- [Work to do]: Render the rows below, from the one containing "One point per instance, written like point(277, 0)" down to the one containing "point(146, 194)", both included, as a Markdown table with the columns No. and Text, leaving out blank lines.

- [Provided entries]:
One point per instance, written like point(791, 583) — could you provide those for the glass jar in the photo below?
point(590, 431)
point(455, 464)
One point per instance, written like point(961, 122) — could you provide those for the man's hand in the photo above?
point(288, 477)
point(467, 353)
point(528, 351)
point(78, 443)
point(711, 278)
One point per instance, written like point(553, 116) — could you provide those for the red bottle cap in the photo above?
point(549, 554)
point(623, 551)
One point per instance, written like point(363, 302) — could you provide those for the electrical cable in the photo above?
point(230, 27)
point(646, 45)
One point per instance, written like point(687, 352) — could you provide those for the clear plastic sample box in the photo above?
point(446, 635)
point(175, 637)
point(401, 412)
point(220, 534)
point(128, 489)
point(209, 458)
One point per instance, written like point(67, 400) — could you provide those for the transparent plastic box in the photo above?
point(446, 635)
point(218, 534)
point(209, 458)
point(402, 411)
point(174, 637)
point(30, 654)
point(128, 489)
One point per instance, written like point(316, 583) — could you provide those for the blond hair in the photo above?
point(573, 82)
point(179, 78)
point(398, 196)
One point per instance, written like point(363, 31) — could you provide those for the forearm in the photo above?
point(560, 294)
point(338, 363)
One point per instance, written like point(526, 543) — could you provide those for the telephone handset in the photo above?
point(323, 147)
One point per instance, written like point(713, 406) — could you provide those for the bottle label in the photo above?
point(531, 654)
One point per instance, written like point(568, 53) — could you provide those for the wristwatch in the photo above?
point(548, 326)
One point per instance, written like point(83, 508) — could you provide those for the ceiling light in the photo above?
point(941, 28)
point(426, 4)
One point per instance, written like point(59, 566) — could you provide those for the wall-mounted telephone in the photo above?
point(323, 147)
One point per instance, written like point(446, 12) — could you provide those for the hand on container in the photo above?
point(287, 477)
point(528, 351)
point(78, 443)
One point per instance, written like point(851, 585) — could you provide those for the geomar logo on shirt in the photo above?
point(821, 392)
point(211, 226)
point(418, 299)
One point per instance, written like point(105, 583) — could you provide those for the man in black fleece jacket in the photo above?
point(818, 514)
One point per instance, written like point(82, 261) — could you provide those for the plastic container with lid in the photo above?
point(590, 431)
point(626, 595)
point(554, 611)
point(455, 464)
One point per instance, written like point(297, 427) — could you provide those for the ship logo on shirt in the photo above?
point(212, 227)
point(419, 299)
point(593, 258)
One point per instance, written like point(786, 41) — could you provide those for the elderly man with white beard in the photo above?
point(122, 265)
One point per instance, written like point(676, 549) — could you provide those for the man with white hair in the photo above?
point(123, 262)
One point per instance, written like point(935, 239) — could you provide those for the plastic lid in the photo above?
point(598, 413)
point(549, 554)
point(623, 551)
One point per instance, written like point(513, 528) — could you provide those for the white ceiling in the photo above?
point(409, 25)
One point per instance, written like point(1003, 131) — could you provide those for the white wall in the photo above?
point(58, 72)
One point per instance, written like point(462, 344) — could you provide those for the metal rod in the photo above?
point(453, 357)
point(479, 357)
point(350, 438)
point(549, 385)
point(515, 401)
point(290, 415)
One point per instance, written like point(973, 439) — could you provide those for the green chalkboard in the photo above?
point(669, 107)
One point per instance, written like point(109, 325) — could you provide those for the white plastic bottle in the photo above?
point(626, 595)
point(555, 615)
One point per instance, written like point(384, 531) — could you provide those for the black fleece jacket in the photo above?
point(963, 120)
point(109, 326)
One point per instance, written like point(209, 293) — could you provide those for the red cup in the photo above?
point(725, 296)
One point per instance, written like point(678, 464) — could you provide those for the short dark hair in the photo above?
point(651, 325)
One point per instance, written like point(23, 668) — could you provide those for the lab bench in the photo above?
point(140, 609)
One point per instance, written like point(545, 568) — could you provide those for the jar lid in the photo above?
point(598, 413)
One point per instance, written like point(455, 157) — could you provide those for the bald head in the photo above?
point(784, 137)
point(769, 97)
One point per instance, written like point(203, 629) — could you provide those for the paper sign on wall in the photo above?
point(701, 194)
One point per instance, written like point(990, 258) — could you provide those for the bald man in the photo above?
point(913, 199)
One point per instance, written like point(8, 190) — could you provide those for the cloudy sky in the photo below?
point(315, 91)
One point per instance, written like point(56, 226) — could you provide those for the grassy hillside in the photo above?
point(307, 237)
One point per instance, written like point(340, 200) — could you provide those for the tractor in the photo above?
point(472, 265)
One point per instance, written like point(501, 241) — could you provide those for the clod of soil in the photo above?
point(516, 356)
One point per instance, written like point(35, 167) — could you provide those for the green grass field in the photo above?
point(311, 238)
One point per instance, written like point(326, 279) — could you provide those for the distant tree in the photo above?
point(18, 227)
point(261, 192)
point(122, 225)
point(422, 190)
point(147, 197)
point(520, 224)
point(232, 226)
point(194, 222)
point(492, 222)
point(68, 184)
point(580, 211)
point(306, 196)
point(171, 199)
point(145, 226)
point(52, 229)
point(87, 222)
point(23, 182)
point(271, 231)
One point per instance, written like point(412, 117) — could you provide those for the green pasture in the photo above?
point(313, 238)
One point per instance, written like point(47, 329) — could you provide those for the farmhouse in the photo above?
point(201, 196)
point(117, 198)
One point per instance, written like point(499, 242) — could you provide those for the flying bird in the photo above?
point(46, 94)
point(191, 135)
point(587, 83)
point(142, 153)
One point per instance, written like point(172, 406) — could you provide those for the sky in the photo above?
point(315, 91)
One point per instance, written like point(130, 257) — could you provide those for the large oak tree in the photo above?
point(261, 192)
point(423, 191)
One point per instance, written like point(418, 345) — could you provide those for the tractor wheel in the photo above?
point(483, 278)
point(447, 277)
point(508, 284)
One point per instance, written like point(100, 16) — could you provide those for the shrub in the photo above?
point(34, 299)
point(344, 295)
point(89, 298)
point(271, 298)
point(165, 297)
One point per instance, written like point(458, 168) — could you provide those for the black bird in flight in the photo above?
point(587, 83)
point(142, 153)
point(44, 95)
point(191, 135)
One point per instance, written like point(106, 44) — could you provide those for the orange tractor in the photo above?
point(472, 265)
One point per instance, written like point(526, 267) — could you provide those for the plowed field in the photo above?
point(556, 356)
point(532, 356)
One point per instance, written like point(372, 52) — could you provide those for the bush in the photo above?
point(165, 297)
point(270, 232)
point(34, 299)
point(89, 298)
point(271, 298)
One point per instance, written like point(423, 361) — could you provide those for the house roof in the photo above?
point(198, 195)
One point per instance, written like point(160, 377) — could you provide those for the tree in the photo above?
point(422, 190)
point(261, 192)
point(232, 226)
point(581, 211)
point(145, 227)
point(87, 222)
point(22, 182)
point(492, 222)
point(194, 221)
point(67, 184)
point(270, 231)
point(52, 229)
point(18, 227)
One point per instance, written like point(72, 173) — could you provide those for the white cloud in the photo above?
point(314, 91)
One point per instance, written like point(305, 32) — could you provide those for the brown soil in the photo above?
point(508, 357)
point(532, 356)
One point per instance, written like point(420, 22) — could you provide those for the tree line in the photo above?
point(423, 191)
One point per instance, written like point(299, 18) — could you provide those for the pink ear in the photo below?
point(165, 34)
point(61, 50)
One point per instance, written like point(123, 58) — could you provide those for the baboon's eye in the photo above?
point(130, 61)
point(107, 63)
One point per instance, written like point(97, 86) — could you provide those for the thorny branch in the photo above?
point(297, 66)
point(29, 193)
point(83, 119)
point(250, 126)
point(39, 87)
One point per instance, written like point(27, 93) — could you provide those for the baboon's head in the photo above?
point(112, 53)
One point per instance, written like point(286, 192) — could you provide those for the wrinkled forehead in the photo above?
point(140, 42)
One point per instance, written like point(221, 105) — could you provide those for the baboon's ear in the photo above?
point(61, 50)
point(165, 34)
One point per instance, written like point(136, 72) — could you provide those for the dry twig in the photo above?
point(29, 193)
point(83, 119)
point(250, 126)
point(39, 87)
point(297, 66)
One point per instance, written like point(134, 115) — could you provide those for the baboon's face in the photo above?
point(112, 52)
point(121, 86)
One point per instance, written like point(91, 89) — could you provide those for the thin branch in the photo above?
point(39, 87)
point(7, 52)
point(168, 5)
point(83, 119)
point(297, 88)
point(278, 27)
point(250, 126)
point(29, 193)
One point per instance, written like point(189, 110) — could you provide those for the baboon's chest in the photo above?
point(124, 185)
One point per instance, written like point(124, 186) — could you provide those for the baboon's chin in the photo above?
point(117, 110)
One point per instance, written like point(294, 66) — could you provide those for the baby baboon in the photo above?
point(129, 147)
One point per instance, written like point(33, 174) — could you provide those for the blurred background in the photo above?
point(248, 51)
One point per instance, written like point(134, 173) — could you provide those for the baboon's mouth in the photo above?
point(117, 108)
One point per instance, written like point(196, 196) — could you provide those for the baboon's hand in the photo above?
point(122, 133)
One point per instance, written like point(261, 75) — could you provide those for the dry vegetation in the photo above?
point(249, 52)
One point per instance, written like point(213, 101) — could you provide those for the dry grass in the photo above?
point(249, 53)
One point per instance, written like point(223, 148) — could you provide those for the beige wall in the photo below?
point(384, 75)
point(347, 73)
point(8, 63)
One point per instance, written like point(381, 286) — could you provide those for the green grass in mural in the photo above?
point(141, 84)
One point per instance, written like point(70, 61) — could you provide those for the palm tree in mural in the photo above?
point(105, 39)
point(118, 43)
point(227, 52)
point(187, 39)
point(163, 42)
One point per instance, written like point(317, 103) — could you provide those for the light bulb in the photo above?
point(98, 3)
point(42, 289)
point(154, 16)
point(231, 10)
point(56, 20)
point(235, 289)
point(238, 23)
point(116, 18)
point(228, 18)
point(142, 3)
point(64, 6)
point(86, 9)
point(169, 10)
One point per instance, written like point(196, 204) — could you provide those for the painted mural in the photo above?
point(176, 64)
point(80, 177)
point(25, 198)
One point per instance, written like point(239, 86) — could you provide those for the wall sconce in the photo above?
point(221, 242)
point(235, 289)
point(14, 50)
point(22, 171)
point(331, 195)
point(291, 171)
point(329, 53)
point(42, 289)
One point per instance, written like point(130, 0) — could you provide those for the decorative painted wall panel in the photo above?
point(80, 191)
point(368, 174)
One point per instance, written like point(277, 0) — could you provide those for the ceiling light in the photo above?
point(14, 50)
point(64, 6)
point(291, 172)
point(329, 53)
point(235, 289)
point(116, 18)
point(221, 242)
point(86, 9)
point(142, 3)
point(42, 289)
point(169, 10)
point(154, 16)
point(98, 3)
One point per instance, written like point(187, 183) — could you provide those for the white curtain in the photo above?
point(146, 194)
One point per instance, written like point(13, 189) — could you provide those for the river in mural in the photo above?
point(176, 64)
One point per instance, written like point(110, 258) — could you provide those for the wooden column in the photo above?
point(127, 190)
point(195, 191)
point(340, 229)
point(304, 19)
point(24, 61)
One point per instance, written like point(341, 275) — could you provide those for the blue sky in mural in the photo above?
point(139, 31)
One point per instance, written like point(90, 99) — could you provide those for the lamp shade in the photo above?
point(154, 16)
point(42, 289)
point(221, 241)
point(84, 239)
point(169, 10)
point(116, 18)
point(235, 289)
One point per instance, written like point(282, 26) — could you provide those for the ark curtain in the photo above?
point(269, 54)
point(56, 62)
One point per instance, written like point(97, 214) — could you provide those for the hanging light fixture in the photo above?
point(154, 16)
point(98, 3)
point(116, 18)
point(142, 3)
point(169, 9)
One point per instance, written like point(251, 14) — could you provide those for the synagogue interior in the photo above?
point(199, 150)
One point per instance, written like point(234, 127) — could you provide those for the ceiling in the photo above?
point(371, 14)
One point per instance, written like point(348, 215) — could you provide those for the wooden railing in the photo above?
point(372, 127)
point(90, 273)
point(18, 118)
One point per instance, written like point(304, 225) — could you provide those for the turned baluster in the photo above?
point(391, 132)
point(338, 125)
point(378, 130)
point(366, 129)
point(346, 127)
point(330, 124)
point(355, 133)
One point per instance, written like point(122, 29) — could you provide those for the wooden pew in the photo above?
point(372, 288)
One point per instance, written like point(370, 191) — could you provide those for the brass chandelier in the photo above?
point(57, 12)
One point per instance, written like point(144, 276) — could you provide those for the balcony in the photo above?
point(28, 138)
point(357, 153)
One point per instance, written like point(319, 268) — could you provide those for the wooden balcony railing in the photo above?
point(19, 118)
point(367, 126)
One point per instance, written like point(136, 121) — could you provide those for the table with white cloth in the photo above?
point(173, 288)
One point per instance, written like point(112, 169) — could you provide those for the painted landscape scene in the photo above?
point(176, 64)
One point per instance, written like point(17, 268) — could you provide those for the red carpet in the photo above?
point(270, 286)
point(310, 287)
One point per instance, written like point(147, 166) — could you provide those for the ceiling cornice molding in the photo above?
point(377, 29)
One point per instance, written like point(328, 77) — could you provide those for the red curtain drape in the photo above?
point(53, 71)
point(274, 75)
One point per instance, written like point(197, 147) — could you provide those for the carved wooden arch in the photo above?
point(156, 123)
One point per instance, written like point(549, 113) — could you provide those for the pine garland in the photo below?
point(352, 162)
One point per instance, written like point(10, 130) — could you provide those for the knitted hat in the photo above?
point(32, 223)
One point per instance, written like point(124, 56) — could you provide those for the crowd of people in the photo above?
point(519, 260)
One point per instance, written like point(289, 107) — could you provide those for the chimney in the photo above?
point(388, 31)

- [The answer]:
| No. | Text |
|---|---|
| 1 | One point per instance, written like point(277, 0) — could you provide those for the ceiling light in the photo above? |
| 2 | point(14, 50) |
| 3 | point(64, 6) |
| 4 | point(291, 172) |
| 5 | point(329, 53) |
| 6 | point(235, 289) |
| 7 | point(116, 18) |
| 8 | point(221, 242) |
| 9 | point(86, 9) |
| 10 | point(142, 3) |
| 11 | point(42, 289) |
| 12 | point(169, 10) |
| 13 | point(154, 16) |
| 14 | point(98, 3) |
| 15 | One point per instance, written like point(187, 183) — could you provide those for the white curtain in the photo above? |
| 16 | point(146, 194) |